● Exercise
Tally the lines in the records that contain the string "parked", and give only that number.

(Data drawn from a collection)
-- begin --
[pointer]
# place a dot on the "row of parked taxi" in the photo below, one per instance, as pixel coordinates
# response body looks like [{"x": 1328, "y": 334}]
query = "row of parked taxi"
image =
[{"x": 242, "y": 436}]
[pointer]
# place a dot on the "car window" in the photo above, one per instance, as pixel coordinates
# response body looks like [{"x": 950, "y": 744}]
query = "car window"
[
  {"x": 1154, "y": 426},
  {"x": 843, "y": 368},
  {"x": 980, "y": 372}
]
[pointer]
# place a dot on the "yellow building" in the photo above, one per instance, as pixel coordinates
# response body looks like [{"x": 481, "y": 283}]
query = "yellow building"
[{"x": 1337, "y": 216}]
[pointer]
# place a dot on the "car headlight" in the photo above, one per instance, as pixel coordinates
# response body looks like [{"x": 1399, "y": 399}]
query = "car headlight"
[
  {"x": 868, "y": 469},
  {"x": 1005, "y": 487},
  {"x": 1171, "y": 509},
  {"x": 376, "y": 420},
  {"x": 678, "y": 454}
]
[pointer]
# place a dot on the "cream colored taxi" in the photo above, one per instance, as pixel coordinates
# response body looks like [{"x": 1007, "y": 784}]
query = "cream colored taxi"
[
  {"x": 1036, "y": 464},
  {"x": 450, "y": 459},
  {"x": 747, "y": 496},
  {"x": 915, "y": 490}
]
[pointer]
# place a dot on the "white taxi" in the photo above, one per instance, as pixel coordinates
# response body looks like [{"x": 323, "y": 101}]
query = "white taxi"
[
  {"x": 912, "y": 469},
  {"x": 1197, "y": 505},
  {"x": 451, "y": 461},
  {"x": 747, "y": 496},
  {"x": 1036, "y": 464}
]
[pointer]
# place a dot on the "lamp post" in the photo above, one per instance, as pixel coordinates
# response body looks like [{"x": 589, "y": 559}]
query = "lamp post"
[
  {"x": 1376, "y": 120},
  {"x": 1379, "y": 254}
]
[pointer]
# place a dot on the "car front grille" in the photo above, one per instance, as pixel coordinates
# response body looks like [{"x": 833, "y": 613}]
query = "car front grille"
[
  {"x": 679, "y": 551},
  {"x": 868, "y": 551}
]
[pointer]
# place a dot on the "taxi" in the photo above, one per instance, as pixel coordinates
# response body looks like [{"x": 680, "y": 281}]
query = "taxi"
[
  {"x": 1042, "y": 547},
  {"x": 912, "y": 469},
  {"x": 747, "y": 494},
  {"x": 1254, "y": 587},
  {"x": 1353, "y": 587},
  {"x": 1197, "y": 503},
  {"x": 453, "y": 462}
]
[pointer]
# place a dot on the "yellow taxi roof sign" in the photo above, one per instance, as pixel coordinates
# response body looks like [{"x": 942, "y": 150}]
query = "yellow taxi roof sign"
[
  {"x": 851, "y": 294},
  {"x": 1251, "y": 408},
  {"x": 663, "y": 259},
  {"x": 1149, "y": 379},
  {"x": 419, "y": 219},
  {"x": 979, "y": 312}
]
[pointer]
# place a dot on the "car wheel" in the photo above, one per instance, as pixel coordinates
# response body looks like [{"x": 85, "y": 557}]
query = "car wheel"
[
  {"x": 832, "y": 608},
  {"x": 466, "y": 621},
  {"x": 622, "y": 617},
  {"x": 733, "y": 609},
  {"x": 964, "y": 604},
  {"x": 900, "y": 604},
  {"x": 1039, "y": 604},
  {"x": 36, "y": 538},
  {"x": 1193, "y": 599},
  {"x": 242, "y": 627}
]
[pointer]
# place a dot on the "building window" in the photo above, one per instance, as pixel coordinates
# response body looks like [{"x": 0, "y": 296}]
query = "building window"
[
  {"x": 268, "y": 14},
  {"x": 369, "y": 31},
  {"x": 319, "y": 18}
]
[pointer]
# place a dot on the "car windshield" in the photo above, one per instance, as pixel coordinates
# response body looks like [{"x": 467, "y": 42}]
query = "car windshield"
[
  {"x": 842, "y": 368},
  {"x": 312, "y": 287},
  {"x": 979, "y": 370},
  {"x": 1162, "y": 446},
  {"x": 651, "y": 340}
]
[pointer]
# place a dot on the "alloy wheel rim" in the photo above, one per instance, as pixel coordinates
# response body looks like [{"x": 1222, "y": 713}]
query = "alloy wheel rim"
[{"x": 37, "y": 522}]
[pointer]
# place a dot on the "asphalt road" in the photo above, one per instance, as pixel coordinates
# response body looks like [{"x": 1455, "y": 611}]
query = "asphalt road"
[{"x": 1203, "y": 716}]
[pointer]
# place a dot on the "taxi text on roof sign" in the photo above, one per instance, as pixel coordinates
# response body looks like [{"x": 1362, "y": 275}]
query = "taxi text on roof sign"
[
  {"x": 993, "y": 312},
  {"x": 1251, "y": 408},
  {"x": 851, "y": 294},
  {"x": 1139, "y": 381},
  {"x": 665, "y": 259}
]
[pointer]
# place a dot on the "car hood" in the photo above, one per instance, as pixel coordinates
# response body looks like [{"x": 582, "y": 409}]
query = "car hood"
-- end --
● Written response
2